▶ Ejercicio propuesto A
Según el fragmento sobre la nueva Barcelona, ¿cuántas generaciones, como mínimo, no pueden adaptarse a los cambios en cada revolución de la historia?
▶ Ejercicio propuesto B
Indica cuántas líneas de los registros contienen la cadena "gold", teniendo en cuenta mayúsculas y minúsculas. Responde solo con el número.

▶ Fragmento seleccionado
○ ○ ○ ○
Se está produciendo ya una gran transformación, en la que la manufactura y muchas actividades industriales se van del centro y dejan espacios sujetos a la presión de otros usos, y de una forma muy dominante al uso residencial. ¿Debemos mantenernos impasibles y dejar que este uso residencial sea el que predomine en el modelo de ciudad que queremos construir? Actuar así sería, cuando menos, una insensatez. Ya lo hemos dejado bien claro… Derivaríamos, con toda probabilidad, hacia una especialización excesiva de la ciudad y a una segregación del territorio en funciones demasiado diferentes, las cuales generan un crecimiento exponencial de la demanda de la movilidad y obligan, necesariamente, a una gran inversión pública en transporte colectivo. Un modelo costoso, reñido con los estándares de sostenibilidad que desearíamos para nuestra ciudad y, en definitiva, con pocas expectativas de futuro.

Así pues, la ciudad debe asumir un nuevo papel. La ciudad, que tiene que tener una función industrial, una función comercial, residencial, etc., se debe especializar en actividades de alto valor añadido, compatibles con la centralidad. Estas actividades son las intensivas en conocimiento.

LA NUEVA BARCELONA

Existen muchas razones que justifican el papel proactivo que ha decidido tomar el Ayuntamiento de Barcelona para impulsar y dirigir la ciudad en su adaptación a la sociedad del conocimiento. Corregir la presión del mercado para la utilización, con fines residenciales, del suelo que deja libre el desplazamiento de la industria es una de estas razones principales, ya lo hemos visto. Además hemos de ser capaces de pilotar la adaptación a la «cultura del conocimiento», pues no toda la población tiene la misma capacidad para adaptarse a las nuevas formas de funcionamiento: el uso de las nuevas tecnologías, la comprensión y utilización de los conocimientos científicos y tecnológicos, las oportunidades que ofrecen las redes de telecomunicaciones para emprender nuevos negocios, etc. En cada revolución que ha tenido lugar en la historia —desde que empiezan a detectarse los primeros indicios de cambio hasta que éste se instaura plenamente en la sociedad— se calcula que, al menos, dos generaciones no pueden adaptarse a los cambios. La Administración debe, pues, mantener una política activa para que el proceso se realice en igualdad de oportunidades por parte de todos los sectores sociales y generacionales.
○ ○ ○ ○
▶ Datos del ejercicio
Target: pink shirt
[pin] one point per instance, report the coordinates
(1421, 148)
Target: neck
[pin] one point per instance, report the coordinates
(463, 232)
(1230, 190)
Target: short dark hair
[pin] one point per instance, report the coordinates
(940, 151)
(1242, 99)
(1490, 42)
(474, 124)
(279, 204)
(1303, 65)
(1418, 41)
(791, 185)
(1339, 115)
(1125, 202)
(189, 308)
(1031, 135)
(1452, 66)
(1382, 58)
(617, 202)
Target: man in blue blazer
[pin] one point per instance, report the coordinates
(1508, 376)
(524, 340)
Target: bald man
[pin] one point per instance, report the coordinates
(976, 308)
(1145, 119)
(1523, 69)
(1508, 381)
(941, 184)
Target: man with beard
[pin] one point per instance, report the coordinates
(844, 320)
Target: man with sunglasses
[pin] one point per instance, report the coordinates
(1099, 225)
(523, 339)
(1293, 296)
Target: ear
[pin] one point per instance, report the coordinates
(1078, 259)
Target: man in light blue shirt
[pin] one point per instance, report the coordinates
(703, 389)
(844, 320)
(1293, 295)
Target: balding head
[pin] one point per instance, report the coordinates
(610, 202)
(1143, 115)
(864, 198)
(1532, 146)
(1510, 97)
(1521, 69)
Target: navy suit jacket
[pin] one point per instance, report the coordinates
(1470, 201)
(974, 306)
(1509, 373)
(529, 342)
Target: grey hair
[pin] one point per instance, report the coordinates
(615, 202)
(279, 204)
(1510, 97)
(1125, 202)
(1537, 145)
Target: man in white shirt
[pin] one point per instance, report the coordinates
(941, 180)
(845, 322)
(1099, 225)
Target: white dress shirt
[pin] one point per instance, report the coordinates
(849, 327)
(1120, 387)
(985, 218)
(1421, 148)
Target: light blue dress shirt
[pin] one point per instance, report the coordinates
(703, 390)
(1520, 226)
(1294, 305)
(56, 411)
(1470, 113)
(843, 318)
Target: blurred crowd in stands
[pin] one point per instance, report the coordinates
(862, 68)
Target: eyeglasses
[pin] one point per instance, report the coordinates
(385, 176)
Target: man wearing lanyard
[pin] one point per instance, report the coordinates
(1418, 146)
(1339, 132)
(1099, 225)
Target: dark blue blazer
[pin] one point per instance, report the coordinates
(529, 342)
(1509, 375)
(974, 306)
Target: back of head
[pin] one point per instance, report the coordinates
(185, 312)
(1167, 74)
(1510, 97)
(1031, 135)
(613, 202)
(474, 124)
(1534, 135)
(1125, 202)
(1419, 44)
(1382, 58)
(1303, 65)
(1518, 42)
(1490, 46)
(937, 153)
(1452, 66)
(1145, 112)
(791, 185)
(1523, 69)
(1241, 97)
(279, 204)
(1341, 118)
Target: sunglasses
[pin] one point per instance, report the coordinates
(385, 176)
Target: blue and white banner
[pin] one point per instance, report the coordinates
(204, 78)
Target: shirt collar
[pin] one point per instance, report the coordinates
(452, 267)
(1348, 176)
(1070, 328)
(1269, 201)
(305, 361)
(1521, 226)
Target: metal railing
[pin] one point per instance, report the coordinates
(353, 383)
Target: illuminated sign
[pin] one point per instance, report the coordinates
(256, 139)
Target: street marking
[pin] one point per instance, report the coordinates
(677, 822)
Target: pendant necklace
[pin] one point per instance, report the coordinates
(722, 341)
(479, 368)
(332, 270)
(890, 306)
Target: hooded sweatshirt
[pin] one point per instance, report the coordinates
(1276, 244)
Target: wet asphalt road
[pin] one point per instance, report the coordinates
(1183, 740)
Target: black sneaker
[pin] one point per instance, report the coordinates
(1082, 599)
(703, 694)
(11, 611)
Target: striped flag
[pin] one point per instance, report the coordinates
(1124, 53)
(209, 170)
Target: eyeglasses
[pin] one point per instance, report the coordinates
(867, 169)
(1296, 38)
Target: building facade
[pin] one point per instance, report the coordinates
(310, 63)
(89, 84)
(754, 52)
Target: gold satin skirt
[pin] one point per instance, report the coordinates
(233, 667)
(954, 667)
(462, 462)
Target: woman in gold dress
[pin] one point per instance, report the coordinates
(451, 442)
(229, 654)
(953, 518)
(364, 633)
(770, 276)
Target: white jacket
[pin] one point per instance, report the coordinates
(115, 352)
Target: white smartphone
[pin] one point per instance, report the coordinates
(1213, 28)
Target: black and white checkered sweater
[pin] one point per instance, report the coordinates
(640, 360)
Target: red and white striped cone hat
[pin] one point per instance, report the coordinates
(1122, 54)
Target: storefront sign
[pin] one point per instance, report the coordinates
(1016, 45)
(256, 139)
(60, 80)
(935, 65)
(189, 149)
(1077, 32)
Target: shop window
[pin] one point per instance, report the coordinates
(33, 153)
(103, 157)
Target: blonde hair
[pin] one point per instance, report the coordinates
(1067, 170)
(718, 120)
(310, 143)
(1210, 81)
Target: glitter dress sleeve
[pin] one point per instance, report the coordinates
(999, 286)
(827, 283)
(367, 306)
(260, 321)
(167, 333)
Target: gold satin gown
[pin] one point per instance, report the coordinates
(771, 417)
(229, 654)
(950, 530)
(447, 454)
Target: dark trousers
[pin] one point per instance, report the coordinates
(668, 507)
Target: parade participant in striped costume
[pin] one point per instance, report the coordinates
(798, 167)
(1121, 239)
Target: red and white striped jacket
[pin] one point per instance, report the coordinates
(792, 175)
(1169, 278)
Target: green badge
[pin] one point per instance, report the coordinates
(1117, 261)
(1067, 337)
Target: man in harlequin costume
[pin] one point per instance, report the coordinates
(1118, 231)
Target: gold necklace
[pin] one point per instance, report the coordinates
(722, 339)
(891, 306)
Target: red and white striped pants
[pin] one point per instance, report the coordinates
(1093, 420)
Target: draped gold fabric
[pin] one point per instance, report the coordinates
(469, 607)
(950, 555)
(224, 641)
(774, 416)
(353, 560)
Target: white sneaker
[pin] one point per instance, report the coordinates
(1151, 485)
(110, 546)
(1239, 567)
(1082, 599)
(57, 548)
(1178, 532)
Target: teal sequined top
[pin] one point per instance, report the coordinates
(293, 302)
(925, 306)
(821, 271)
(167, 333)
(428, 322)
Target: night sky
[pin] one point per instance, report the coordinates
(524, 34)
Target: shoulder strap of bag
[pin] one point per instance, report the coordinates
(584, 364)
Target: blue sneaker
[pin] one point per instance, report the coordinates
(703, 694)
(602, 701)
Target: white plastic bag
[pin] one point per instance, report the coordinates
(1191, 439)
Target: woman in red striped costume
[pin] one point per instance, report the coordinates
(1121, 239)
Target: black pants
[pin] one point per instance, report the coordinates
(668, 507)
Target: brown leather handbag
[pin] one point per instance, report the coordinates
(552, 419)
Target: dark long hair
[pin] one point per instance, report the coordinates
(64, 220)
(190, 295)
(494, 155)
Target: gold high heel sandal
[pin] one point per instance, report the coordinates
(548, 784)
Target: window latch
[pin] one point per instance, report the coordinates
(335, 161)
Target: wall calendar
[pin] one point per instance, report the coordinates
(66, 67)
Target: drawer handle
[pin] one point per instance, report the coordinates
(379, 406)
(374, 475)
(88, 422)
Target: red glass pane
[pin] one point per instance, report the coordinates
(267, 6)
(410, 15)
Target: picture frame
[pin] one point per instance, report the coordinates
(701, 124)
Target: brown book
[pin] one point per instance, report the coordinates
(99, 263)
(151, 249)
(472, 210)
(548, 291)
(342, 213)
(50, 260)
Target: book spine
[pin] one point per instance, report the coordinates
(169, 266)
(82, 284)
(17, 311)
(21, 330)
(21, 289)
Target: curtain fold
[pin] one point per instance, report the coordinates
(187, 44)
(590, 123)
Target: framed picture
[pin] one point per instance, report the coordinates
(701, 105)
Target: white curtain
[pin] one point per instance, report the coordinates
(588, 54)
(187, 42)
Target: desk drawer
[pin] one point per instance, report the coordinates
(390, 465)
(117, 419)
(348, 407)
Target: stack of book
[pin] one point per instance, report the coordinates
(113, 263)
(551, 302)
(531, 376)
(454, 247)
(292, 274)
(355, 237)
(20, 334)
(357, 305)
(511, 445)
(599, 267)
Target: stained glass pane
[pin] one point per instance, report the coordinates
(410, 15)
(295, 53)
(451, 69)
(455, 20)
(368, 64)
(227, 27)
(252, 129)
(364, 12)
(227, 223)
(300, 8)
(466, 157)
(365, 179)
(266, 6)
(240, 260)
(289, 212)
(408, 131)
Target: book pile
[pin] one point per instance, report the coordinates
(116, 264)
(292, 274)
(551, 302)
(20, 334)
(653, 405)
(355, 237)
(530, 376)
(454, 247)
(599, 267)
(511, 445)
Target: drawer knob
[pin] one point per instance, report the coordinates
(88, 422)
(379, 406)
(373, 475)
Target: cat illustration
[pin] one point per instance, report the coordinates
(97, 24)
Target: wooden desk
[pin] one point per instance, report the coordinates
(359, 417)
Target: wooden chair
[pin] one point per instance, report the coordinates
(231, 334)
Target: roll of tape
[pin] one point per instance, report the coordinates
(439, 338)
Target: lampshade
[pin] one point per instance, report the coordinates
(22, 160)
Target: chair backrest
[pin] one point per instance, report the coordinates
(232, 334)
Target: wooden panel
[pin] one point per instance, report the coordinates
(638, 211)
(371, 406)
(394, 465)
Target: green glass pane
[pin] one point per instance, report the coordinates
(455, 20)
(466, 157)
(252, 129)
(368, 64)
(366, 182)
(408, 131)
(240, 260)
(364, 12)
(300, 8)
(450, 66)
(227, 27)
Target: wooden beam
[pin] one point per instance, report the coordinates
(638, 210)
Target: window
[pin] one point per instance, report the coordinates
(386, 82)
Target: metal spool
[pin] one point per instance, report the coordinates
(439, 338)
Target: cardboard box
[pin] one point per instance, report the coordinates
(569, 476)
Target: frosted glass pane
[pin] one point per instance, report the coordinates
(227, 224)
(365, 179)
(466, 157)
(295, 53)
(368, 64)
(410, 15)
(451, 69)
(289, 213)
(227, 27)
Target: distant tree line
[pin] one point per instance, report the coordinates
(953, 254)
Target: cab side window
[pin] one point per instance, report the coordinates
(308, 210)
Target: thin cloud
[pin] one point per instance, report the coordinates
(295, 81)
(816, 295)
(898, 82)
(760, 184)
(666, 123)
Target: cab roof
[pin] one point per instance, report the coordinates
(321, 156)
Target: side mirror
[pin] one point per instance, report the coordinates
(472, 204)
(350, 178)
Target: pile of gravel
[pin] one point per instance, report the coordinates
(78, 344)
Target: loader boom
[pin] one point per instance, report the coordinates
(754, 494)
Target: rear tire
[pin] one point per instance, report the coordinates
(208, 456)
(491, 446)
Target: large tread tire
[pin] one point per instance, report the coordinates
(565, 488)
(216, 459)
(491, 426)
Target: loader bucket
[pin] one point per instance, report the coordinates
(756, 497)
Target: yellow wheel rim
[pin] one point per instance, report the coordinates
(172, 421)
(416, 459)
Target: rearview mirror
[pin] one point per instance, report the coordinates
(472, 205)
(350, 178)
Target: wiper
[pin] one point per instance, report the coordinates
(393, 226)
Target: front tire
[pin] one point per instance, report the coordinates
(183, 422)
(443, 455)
○ ○ ○ ○
▶ Respuesta A
Al menos dos generaciones.

▶ Respuesta B
6